(Dataset excerpt)

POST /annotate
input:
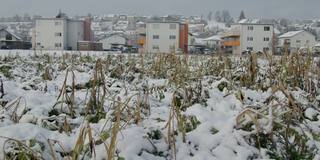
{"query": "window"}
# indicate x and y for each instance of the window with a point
(266, 28)
(249, 38)
(156, 37)
(57, 23)
(173, 26)
(58, 34)
(172, 48)
(155, 47)
(266, 39)
(57, 45)
(172, 37)
(155, 26)
(250, 48)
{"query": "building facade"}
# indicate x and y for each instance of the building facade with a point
(166, 37)
(249, 37)
(294, 40)
(60, 33)
(115, 39)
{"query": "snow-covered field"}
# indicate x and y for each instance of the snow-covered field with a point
(96, 105)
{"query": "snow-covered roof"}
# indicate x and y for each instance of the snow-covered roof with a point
(14, 35)
(317, 45)
(290, 34)
(213, 38)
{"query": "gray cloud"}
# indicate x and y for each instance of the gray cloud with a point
(300, 9)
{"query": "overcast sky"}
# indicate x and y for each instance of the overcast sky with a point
(296, 9)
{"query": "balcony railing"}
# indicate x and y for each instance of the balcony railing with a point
(231, 43)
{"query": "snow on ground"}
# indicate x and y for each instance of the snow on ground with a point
(214, 136)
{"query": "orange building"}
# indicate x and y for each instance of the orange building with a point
(183, 38)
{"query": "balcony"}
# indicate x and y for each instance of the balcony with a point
(231, 43)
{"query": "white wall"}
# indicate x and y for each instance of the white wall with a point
(75, 34)
(258, 34)
(46, 30)
(303, 39)
(164, 42)
(114, 39)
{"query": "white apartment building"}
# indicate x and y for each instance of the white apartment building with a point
(58, 33)
(295, 40)
(162, 37)
(245, 37)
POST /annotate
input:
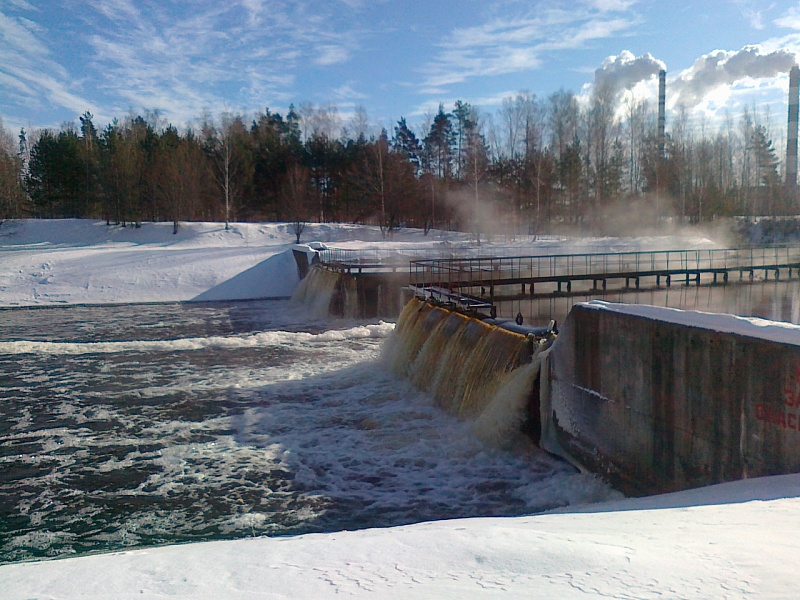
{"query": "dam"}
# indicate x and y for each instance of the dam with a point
(652, 399)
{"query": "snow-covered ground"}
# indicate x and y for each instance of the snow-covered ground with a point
(733, 540)
(86, 262)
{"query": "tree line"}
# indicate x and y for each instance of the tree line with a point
(533, 166)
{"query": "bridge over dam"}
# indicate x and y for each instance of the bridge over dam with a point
(539, 288)
(649, 398)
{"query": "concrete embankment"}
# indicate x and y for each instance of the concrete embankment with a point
(659, 400)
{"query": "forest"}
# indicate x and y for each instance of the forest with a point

WHAT YOU ARE ASKED TO DO |
Copy all of the data above line for line, omitting the pictures.

RESPONSE |
POST /annotate
input:
{"query": "window"}
# indicate x and y for each instance of the window with a point
(266, 28)
(249, 38)
(156, 37)
(57, 23)
(173, 26)
(58, 34)
(172, 48)
(155, 47)
(266, 39)
(57, 45)
(172, 37)
(155, 26)
(250, 48)
{"query": "building facade"}
# indicate x and y for each instance of the building facade with a point
(166, 37)
(249, 37)
(294, 40)
(60, 33)
(115, 39)
{"query": "snow-covered field"}
# indicate x and y for each instance of the snow-covered field with a point
(96, 105)
{"query": "snow-covered roof"}
# indicate x and y for each instance of the snow-covered roof with a point
(14, 35)
(317, 45)
(290, 34)
(213, 38)
{"query": "gray cloud"}
# indicate x and y for each instance of the gray cloud with a point
(300, 9)
{"query": "overcast sky"}
# indicate x and y for each instance of the overcast sky with a point
(296, 9)
{"query": "balcony railing"}
# indicate x and y for each instance of the balcony railing with a point
(231, 43)
{"query": "snow on ground"}
# indicate x and y for each instance of the snow on ground with a point
(214, 136)
{"query": "orange building"}
# indicate x and y for each instance of the orange building with a point
(183, 38)
{"query": "balcony"}
# indicate x and y for each instance of the balcony with a point
(231, 43)
{"query": "white wall"}
# indicate x and y for each instance of the white wall with a point
(75, 34)
(258, 34)
(46, 30)
(303, 39)
(164, 42)
(114, 39)
{"query": "white apartment building"}
# indicate x and y for each instance of the white apartment building with a point
(58, 33)
(295, 40)
(162, 37)
(245, 37)
POST /annotate
input:
{"query": "dam"}
# indicate x and y for each instance of the dam with a point
(652, 399)
{"query": "snow-covered ground"}
# indicate x and y for each instance of the snow-covered ground with a point
(733, 540)
(86, 262)
{"query": "tree line"}
# indicate x and y for each instance of the tree line with a point
(533, 166)
{"query": "bridge over dam"}
# indicate x and y for each instance of the bridge over dam with a point
(539, 288)
(649, 398)
{"query": "concrete embankment"}
# indicate x and y for each instance of the concrete embankment with a point
(659, 400)
{"query": "forest"}
# indicate x and y for each instance of the forest with a point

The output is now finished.